• **Task to carry out**
Output exactly the lines that run from the line with "Tag each instance of the gravel" to the end of the material, both ends included, and no other lines.

(Data entries)

** Begin **

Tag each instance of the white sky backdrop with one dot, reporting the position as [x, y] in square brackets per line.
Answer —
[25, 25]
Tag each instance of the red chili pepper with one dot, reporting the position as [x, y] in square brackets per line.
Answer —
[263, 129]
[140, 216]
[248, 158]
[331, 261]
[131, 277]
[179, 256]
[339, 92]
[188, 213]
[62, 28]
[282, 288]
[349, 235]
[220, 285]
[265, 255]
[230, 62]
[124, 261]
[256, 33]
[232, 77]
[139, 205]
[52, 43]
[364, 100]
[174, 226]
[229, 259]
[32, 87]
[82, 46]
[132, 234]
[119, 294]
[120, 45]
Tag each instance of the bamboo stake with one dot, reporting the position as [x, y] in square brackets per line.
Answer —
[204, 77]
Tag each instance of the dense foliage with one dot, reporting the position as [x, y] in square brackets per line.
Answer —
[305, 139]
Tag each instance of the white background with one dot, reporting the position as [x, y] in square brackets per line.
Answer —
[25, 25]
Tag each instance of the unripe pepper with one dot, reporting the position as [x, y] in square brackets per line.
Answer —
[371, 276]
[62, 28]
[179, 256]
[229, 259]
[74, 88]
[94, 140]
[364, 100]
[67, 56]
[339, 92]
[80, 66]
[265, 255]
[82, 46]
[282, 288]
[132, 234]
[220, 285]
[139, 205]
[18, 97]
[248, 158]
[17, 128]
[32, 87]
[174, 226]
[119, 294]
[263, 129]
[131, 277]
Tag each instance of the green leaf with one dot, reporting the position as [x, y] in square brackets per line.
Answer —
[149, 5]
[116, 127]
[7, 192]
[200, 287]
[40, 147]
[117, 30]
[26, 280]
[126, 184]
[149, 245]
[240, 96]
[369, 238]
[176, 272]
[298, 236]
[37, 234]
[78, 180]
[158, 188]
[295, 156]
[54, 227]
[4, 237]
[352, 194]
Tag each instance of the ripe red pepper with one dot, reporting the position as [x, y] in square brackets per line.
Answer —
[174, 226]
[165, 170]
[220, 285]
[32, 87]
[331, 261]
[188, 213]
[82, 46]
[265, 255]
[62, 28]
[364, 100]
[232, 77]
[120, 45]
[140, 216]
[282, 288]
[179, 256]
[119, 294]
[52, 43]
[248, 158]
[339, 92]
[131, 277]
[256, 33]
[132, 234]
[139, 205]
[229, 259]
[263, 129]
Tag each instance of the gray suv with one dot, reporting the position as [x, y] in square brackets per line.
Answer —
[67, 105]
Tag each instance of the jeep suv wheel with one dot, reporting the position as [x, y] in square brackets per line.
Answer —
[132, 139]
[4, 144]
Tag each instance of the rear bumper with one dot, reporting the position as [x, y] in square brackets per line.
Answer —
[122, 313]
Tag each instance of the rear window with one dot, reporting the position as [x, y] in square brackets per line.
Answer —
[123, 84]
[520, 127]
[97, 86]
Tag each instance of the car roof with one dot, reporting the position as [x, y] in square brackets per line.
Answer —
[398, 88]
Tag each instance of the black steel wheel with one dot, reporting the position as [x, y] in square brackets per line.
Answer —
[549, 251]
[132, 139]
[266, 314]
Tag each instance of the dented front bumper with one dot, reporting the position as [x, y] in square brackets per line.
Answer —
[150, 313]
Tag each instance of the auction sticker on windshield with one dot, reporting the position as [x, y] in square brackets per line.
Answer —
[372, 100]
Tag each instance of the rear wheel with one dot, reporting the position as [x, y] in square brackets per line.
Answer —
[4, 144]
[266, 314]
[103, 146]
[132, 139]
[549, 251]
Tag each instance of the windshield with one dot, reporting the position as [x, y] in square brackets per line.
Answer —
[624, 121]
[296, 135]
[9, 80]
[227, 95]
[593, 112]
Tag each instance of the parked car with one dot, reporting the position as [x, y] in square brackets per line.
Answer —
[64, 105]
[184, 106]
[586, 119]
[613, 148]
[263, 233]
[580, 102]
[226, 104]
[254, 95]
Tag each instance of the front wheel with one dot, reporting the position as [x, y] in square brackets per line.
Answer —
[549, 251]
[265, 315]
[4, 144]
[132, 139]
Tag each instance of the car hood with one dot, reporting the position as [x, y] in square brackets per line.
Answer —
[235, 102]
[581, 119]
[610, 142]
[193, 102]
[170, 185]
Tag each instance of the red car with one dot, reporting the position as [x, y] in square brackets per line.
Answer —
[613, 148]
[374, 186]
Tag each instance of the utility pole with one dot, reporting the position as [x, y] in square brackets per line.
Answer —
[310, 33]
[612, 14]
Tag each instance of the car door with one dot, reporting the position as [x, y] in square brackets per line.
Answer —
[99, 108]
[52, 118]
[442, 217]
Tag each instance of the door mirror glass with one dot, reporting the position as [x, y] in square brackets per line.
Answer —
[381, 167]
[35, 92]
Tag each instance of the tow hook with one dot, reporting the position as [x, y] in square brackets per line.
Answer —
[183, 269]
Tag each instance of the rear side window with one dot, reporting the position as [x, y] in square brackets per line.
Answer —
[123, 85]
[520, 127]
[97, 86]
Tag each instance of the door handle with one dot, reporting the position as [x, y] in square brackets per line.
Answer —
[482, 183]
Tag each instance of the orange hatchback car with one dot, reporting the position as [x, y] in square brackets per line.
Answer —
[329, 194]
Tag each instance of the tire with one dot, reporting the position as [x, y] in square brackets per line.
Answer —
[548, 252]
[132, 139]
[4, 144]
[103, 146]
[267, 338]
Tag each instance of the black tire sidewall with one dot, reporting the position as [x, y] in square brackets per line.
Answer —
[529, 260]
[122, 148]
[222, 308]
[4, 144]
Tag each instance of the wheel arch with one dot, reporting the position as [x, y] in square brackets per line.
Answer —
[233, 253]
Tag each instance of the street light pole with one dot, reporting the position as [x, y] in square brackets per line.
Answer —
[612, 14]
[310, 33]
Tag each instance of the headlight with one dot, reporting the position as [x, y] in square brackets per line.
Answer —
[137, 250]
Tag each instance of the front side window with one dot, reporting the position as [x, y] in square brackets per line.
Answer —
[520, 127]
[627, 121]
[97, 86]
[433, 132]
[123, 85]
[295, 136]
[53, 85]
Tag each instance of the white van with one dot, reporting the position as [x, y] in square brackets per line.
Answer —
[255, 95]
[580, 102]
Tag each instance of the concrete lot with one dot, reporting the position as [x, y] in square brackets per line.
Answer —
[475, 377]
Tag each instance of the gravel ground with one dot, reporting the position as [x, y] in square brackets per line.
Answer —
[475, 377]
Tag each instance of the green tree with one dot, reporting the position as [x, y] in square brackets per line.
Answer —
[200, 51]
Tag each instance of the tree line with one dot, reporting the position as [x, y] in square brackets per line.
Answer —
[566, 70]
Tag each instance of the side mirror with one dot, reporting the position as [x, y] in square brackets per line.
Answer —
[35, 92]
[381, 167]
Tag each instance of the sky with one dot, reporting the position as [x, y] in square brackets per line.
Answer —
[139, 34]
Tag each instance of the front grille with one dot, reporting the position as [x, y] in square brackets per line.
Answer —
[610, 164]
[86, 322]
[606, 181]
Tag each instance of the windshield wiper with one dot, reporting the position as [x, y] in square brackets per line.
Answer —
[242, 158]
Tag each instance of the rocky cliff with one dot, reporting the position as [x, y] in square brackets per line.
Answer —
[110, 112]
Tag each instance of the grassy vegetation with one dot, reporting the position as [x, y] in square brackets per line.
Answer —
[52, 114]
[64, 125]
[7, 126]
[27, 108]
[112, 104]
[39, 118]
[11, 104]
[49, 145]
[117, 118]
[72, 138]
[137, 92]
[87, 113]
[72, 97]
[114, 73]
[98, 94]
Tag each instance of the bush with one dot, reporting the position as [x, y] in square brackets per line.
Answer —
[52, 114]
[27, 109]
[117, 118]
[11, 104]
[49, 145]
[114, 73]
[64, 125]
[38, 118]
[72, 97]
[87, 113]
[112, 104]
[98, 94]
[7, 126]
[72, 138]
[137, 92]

** End **

• **Task solution**
Tag each instance of the gravel ground with one dot, reporting the position as [x, y] in square brackets per line.
Answer —
[475, 377]
Tag each instance of the green tree with one dot, reporting the position as [x, y] in square brackets per line.
Answer —
[200, 51]
Tag each instance of the tree line with one dot, reporting the position as [x, y] in square brackets per line.
Answer —
[566, 70]
Tag each instance of the side mirror with one dot, reporting the position as [x, y] in square brackets per line.
Answer —
[35, 92]
[381, 167]
Tag each instance of the sky with one dot, reporting the position as [x, y] in square brackets per line.
Answer —
[139, 34]
Tag each instance of the front grille with one dot, reporting the position as [x, y] in square brackets per line.
Answer —
[610, 164]
[86, 322]
[606, 181]
Tag each instance of the windshield wiper with one dot, reporting the position as [x, y] in square brackets per line.
Answer —
[242, 158]
Tag each instance of the rocky cliff with one dot, reporting the position as [x, y] in square brackets per line.
Answer —
[110, 112]
Tag each instance of the grassy vegetation with one dot, reporting the position as [x, y] in square brackets per line.
Answer —
[52, 114]
[64, 125]
[7, 126]
[27, 108]
[112, 104]
[39, 118]
[11, 104]
[49, 145]
[117, 118]
[72, 138]
[137, 92]
[87, 113]
[72, 97]
[114, 73]
[98, 94]
Tag each instance of the bush with one dot, reporting the position as [x, y] in square brackets per line.
Answer —
[52, 114]
[27, 109]
[117, 118]
[11, 104]
[49, 145]
[114, 73]
[64, 125]
[38, 118]
[72, 97]
[87, 113]
[112, 104]
[98, 94]
[7, 126]
[72, 138]
[137, 92]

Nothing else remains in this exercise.